====== Extrait du texte ======

Le projet de loi sur le renseignement ainsi que ses défenseurs s’évertuent à déclarer que seuls les « méchants », les « bad guys » pour reprendre une expression d’un membre du cabinet de Manuel Valls, seront traqués…

… et les personnes pouvant jouer le rôle d’« intermédiaire, volontaire ou non », puisque le projet de loi le stipule.

Selon-vous, qu’est-ce qui arrive lorsqu’on mêle la théorie des 4.74 degrés de séparation au projet de loi sur le renseignement ?

La réponse, qui n’engage que moi, est relativement simple : un risque de surveillance massive, surveillance opérée par des algorithmes et rapidement contrôlée par des humains en nombre insuffisants.

Lettre ouverte à vous, mes représentants.

Chers représentants, représentantes, députés,

D’ici quelques jours, vous serez amenés à vous prononcer sur le projet de loi sur le renseignement et je souhaite, avant l’ouverture des débats, que vous preniez la mesure de ce que vous allez voter.

Pour commencer, j’ai conscience de n’être qu’un « simple citoyen », de ne pas disposer de la science infuse, d’être peut-être « à côté de la plaque ».

Eux en revanche, ils ne le sont pas :

  1. Amnesty International
  2. La Quadrature du Net
  3. Alain Marsaud, ancien juge du terrorisme
  4. Le Conseil National du Numérique
  5. La CGT Police
  6. Reporters Sans Frontières
  7. Le Syndicat de la Magistrature, qui estime que ce projet de loi « « installe un dispositif pérenne de contrôle occulte des citoyens dont il confie au pouvoir exécutif un usage quasi illimité. Il est à ce titre inacceptable. Seul un véritable contrôle a priori de techniques de renseignement proportionnées et visant un objectif strictement défini relevant de la sécurité nationale, restera respectueux des droits fondamentaux. »
  8. Marc Trevidic, l’actuel juge antiterrorisme
  9. Le président de la CNCIS lui-même
  10. La CNCDH (Commission consultative en charge des droits de l’Homme)
  11. La Ligue des Droits de l’Homme
  12. L’Union des Syndicats de la Magistrature
  13. La Fédération Syntec
  14. Le commissaire des droits de l’Homme du Conseil de l’Europe
  15. La CNIL
  16. Human Rights Watch

Que faites-vous de ces avis ? Considérez-vous ces gens comme des « paranos » ?

======

## Exercice proposé 1
Dans le texte sur le projet de loi sur le renseignement, quelle expression un membre du cabinet de Manuel Valls emploie-t-il pour désigner ceux qui seront traqués ?
## Exercice proposé 2
Poursuivez, s'il vous plaît, le texte sur le projet de loi sur le renseignement à la suite de sa dernière phrase.

====== Bloc de données ======

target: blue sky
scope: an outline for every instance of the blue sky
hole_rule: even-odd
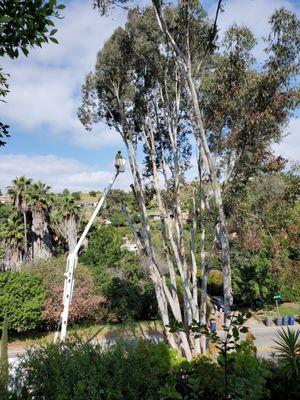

======

## Réponse rédigée 1
L'expression « bad guys ».

## Réponse rédigée 2
Pour continuer, je ne suis ni votre ennemi ni celui de la protection de la nation, de ses intérêts, du peuple, de ses enjeux et j’en passe. S’il vous plaît, ne tombez pas dans la logique binaire actuelle : ce n’est pas parce que je m’oppose au projet de loi du renseignement que je suis pour le terrorisme, ce sont deux choses différentes, la vie n’est pas blanche ou noire. Vous le savez j’imagine…

Vous êtes des représentants de la nation et, à ce titre, vous avez choisi de représenter le peuple français, quelles que soient vos convictions, vos couleurs et votre appartenance politique, je ne vous demande qu’une chose : représenter le peuple français. J’ai aussi conscience qu’ici, je ne m’exprime qu’en mon nom, rassurez-vous, j’ai les pieds sur terre.

Nous sommes tous d’accord : ce qui s’est passé au mois de janvier est horrible, immonde, inhumain… faut-il pour autant céder à la dérive sécuritaire actuelle ?

Mesdames et messieurs les députés, notre pays repose sur deux piliers : la séparation des pouvoirs et une devise, inscrite partout : Liberté, Egalité, Fraternité.

Le projet de loi sur le renseignement est diamétralement opposé à cette liberté, c’est une menace pour nos libertés individuelles. Mesdames et messieurs les députés, ce projet de loi sur le renseignement est une boite de Pandore que je vous invite à ne pas activer, à ne surtout pas ouvrir.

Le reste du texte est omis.